▸ **Challenge**
Every entry here needs to be repeated exactly.

— Start of Rows —

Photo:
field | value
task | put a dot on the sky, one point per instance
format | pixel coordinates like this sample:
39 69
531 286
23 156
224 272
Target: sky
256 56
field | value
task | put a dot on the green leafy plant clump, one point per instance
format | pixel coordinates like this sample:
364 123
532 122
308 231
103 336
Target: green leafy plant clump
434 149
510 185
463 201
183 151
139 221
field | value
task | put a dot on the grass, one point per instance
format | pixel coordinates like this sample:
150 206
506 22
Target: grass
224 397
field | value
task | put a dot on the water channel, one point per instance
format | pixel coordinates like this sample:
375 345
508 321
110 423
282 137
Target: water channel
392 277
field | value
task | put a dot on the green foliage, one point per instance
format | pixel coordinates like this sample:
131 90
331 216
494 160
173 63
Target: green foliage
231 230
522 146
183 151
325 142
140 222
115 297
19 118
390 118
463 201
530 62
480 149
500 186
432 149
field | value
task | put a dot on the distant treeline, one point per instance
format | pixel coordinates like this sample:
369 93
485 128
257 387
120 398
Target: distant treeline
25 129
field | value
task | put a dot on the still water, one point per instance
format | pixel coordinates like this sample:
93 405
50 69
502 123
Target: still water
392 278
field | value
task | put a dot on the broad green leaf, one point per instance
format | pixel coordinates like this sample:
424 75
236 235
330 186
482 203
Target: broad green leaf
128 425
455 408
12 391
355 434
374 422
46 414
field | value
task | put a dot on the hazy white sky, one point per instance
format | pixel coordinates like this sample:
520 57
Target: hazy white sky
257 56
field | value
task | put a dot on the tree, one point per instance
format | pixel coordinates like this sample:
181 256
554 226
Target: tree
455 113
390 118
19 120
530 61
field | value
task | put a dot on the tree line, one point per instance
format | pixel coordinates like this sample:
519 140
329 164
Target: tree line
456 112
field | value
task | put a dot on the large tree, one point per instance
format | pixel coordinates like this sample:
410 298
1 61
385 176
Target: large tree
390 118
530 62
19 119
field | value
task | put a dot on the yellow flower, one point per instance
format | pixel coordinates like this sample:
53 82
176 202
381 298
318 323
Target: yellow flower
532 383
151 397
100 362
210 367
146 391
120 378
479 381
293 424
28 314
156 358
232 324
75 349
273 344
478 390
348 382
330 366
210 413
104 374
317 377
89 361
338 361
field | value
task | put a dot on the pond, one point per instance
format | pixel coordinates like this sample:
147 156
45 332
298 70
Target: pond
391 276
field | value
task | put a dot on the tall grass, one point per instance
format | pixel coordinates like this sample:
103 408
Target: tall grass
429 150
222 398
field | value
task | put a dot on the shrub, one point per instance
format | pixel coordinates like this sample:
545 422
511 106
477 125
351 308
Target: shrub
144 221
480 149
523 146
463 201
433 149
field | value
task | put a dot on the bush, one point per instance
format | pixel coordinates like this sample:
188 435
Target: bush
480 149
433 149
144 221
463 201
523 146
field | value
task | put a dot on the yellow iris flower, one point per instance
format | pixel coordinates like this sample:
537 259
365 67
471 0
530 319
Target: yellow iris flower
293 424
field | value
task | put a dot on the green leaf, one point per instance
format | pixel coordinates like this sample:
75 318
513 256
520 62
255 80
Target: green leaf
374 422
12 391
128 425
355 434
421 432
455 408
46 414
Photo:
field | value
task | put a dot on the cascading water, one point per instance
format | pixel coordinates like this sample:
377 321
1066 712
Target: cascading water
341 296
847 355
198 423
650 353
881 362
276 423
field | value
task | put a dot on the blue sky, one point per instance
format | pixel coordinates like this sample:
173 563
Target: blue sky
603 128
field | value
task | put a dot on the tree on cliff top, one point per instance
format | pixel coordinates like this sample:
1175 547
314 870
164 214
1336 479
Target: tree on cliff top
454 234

— End of Rows —

▸ **The output**
Photo:
field | value
task | put a dot on the sky, one point per instance
format | pixel coordinates like this sample:
39 69
531 286
23 156
224 272
Target: sky
256 56
field | value
task | put a dot on the green leafy plant clump, one point per instance
format | pixel coordinates like this sample:
364 123
532 122
308 231
103 336
Target: green leafy plant clump
434 149
510 185
463 201
183 151
139 221
field | value
task | put a dot on the grass, one point per instance
format | pixel coordinates like this sample:
150 206
506 22
Target: grass
224 397
field | value
task | put a dot on the water channel, one point per instance
format | pixel coordinates like this sample:
375 345
508 321
110 423
282 137
Target: water channel
392 277
field | value
task | put a dot on the green foliage, one point per instance
format | pixel coordinates like this sample:
131 90
331 216
494 160
173 63
Target: green foliage
231 230
522 146
183 151
325 142
140 222
115 297
19 118
390 118
463 201
530 62
480 149
500 186
432 149
field | value
task | put a dot on the distant treeline, one point per instance
format | pixel coordinates like this sample:
369 93
485 128
257 387
120 398
Target: distant treeline
25 129
field | value
task | put a dot on the still water, one point per instance
format | pixel coordinates like this sample:
93 405
50 69
502 123
Target: still water
392 278
field | value
task | put a dot on the broad green leaf, one point per instance
format | pixel coordinates like this sample:
424 75
236 235
330 186
482 203
Target: broad green leaf
128 425
455 408
12 391
355 434
374 422
46 414
field | value
task | put a dot on the hazy white sky, one point per instance
format | pixel coordinates like this sample:
520 57
Target: hazy white sky
257 56
field | value
task | put a dot on the tree, one point per instance
format | pixel coordinates like this sample:
181 256
554 226
Target: tree
455 113
390 118
19 120
530 61
field | value
task | put a dot on the tree line, one point per instance
format | pixel coordinates like this sample:
519 140
329 164
Target: tree line
456 112
field | value
task | put a dot on the large tree, one point per instance
format | pixel coordinates like this sample:
410 298
1 61
385 176
Target: large tree
390 118
530 62
19 119
field | value
task | put a dot on the yellow flower, one point per instance
format | pixel coordinates like this sample:
53 82
176 202
381 298
318 323
Target: yellow flower
532 383
151 397
100 362
210 367
146 391
120 378
479 381
293 424
28 314
156 358
232 324
75 349
273 344
478 390
348 382
330 366
210 413
104 374
317 377
89 361
338 361
field | value
task | put a dot on the pond, one point per instance
format | pixel coordinates like this sample:
147 156
45 332
298 70
Target: pond
391 276
field | value
task | put a dot on the tall grass, one point per instance
format | pixel coordinates like this sample:
103 408
Target: tall grass
429 150
222 398
field | value
task | put a dot on the shrub, one point per instance
format | pixel coordinates like this sample:
545 422
511 106
477 125
351 308
Target: shrub
144 221
480 149
523 146
463 201
433 149
field | value
task | put a dot on the bush, one point per instance
format | pixel coordinates like this sample:
188 435
Target: bush
480 149
433 149
144 221
463 201
523 146
field | value
task | put a dot on the yellow iris flower, one point per instance
format | pixel coordinates like this sample:
537 259
365 67
471 0
530 319
Target: yellow iris flower
293 424
field | value
task | put a dot on the green leaf, one point per instance
format | pixel coordinates like this sample:
75 318
513 256
520 62
255 80
Target: green leaf
374 422
12 391
128 425
355 434
421 432
455 408
46 414
Photo:
field | value
task | put a dot on the cascading water, one point per instance
format | pixel coordinates like this sample:
377 321
1066 712
Target: cascading water
341 296
847 355
198 423
650 353
881 362
276 423
field | value
task | put a dot on the blue sky, one point per instance
format | pixel coordinates like this sample:
173 563
Target: blue sky
603 128
field | value
task | put a dot on the tree on cliff top, one point per instance
format | pixel coordinates like this sample:
1175 547
314 870
164 214
1336 479
Target: tree on cliff top
454 234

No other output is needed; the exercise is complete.